● Required action
Determine how many lines in the entries below contain "roof", and output that number alone.
....
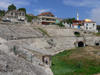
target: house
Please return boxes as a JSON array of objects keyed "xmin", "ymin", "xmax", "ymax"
[
  {"xmin": 32, "ymin": 19, "xmax": 42, "ymax": 25},
  {"xmin": 5, "ymin": 10, "xmax": 26, "ymax": 22},
  {"xmin": 38, "ymin": 12, "xmax": 57, "ymax": 25},
  {"xmin": 81, "ymin": 19, "xmax": 97, "ymax": 32},
  {"xmin": 72, "ymin": 20, "xmax": 85, "ymax": 29},
  {"xmin": 56, "ymin": 18, "xmax": 62, "ymax": 24},
  {"xmin": 72, "ymin": 19, "xmax": 98, "ymax": 33}
]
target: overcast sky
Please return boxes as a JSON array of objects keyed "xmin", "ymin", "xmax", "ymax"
[{"xmin": 0, "ymin": 0, "xmax": 100, "ymax": 24}]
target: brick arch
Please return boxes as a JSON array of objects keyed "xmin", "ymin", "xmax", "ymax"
[
  {"xmin": 78, "ymin": 41, "xmax": 84, "ymax": 47},
  {"xmin": 75, "ymin": 41, "xmax": 85, "ymax": 47}
]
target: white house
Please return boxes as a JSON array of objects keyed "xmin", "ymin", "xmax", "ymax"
[
  {"xmin": 4, "ymin": 10, "xmax": 26, "ymax": 22},
  {"xmin": 80, "ymin": 19, "xmax": 98, "ymax": 33}
]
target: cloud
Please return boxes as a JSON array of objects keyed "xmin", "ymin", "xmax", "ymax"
[
  {"xmin": 90, "ymin": 8, "xmax": 100, "ymax": 24},
  {"xmin": 34, "ymin": 9, "xmax": 51, "ymax": 14},
  {"xmin": 0, "ymin": 0, "xmax": 31, "ymax": 10},
  {"xmin": 63, "ymin": 0, "xmax": 100, "ymax": 8},
  {"xmin": 0, "ymin": 1, "xmax": 10, "ymax": 9}
]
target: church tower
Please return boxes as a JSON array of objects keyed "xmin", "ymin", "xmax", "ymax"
[{"xmin": 77, "ymin": 10, "xmax": 79, "ymax": 20}]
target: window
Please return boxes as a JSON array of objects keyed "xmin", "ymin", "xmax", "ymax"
[
  {"xmin": 15, "ymin": 13, "xmax": 18, "ymax": 16},
  {"xmin": 11, "ymin": 12, "xmax": 13, "ymax": 15},
  {"xmin": 22, "ymin": 13, "xmax": 24, "ymax": 16},
  {"xmin": 90, "ymin": 27, "xmax": 92, "ymax": 29},
  {"xmin": 86, "ymin": 24, "xmax": 88, "ymax": 26},
  {"xmin": 86, "ymin": 27, "xmax": 88, "ymax": 29},
  {"xmin": 93, "ymin": 24, "xmax": 95, "ymax": 27},
  {"xmin": 19, "ymin": 12, "xmax": 21, "ymax": 16},
  {"xmin": 42, "ymin": 18, "xmax": 44, "ymax": 20},
  {"xmin": 72, "ymin": 26, "xmax": 74, "ymax": 28}
]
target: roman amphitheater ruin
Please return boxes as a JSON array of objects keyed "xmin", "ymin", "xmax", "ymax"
[{"xmin": 0, "ymin": 22, "xmax": 100, "ymax": 75}]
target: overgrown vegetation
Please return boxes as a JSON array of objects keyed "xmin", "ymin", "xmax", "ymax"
[
  {"xmin": 74, "ymin": 32, "xmax": 80, "ymax": 37},
  {"xmin": 75, "ymin": 34, "xmax": 80, "ymax": 37},
  {"xmin": 93, "ymin": 32, "xmax": 100, "ymax": 36},
  {"xmin": 51, "ymin": 46, "xmax": 100, "ymax": 75},
  {"xmin": 63, "ymin": 18, "xmax": 76, "ymax": 24},
  {"xmin": 25, "ymin": 14, "xmax": 38, "ymax": 22},
  {"xmin": 57, "ymin": 22, "xmax": 65, "ymax": 27},
  {"xmin": 0, "ymin": 10, "xmax": 5, "ymax": 17},
  {"xmin": 38, "ymin": 28, "xmax": 50, "ymax": 37}
]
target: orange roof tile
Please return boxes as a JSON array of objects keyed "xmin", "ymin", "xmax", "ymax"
[{"xmin": 38, "ymin": 12, "xmax": 54, "ymax": 17}]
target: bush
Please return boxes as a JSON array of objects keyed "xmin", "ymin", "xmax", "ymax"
[{"xmin": 57, "ymin": 22, "xmax": 65, "ymax": 27}]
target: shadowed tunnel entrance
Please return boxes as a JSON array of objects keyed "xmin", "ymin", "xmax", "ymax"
[
  {"xmin": 95, "ymin": 43, "xmax": 99, "ymax": 46},
  {"xmin": 74, "ymin": 32, "xmax": 80, "ymax": 36},
  {"xmin": 78, "ymin": 42, "xmax": 84, "ymax": 47}
]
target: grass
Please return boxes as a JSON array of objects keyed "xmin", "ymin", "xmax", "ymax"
[
  {"xmin": 51, "ymin": 47, "xmax": 100, "ymax": 75},
  {"xmin": 38, "ymin": 28, "xmax": 50, "ymax": 37},
  {"xmin": 75, "ymin": 34, "xmax": 80, "ymax": 37},
  {"xmin": 93, "ymin": 32, "xmax": 100, "ymax": 36}
]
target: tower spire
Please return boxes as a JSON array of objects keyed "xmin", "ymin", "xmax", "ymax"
[{"xmin": 77, "ymin": 10, "xmax": 79, "ymax": 20}]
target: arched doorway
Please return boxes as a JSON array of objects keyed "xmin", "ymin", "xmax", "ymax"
[
  {"xmin": 74, "ymin": 32, "xmax": 80, "ymax": 36},
  {"xmin": 78, "ymin": 42, "xmax": 84, "ymax": 47},
  {"xmin": 95, "ymin": 43, "xmax": 99, "ymax": 46}
]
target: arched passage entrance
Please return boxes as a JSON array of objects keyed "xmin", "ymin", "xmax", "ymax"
[
  {"xmin": 74, "ymin": 32, "xmax": 80, "ymax": 36},
  {"xmin": 78, "ymin": 41, "xmax": 84, "ymax": 47},
  {"xmin": 95, "ymin": 43, "xmax": 99, "ymax": 46}
]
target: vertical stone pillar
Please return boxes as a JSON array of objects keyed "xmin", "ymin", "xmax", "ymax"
[{"xmin": 84, "ymin": 43, "xmax": 85, "ymax": 47}]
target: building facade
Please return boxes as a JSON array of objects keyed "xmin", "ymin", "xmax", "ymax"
[
  {"xmin": 32, "ymin": 19, "xmax": 42, "ymax": 25},
  {"xmin": 5, "ymin": 10, "xmax": 26, "ymax": 22},
  {"xmin": 81, "ymin": 19, "xmax": 97, "ymax": 32},
  {"xmin": 38, "ymin": 12, "xmax": 57, "ymax": 25},
  {"xmin": 72, "ymin": 19, "xmax": 98, "ymax": 33},
  {"xmin": 72, "ymin": 20, "xmax": 85, "ymax": 29}
]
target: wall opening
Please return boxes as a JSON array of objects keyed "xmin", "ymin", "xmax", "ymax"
[
  {"xmin": 74, "ymin": 32, "xmax": 80, "ymax": 37},
  {"xmin": 78, "ymin": 42, "xmax": 84, "ymax": 47},
  {"xmin": 95, "ymin": 43, "xmax": 99, "ymax": 46}
]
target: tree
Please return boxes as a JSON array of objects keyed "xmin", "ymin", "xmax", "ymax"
[
  {"xmin": 67, "ymin": 18, "xmax": 76, "ymax": 24},
  {"xmin": 79, "ymin": 23, "xmax": 81, "ymax": 26},
  {"xmin": 25, "ymin": 14, "xmax": 32, "ymax": 22},
  {"xmin": 18, "ymin": 8, "xmax": 26, "ymax": 13},
  {"xmin": 57, "ymin": 22, "xmax": 65, "ymax": 27},
  {"xmin": 0, "ymin": 9, "xmax": 5, "ymax": 16},
  {"xmin": 8, "ymin": 4, "xmax": 16, "ymax": 11}
]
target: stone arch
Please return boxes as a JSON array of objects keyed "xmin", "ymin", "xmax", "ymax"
[
  {"xmin": 95, "ymin": 43, "xmax": 99, "ymax": 46},
  {"xmin": 74, "ymin": 31, "xmax": 80, "ymax": 36},
  {"xmin": 78, "ymin": 41, "xmax": 84, "ymax": 47}
]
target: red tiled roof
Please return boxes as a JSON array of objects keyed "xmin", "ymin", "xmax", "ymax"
[
  {"xmin": 73, "ymin": 20, "xmax": 85, "ymax": 22},
  {"xmin": 84, "ymin": 21, "xmax": 96, "ymax": 23},
  {"xmin": 38, "ymin": 12, "xmax": 54, "ymax": 17},
  {"xmin": 6, "ymin": 10, "xmax": 25, "ymax": 13}
]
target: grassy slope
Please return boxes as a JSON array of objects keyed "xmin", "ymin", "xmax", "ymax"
[
  {"xmin": 93, "ymin": 32, "xmax": 100, "ymax": 36},
  {"xmin": 51, "ymin": 46, "xmax": 100, "ymax": 75},
  {"xmin": 38, "ymin": 28, "xmax": 50, "ymax": 37}
]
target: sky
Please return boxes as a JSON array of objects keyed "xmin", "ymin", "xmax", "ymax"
[{"xmin": 0, "ymin": 0, "xmax": 100, "ymax": 24}]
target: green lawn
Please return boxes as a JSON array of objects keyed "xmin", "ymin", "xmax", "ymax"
[{"xmin": 51, "ymin": 47, "xmax": 100, "ymax": 75}]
....
● Written response
2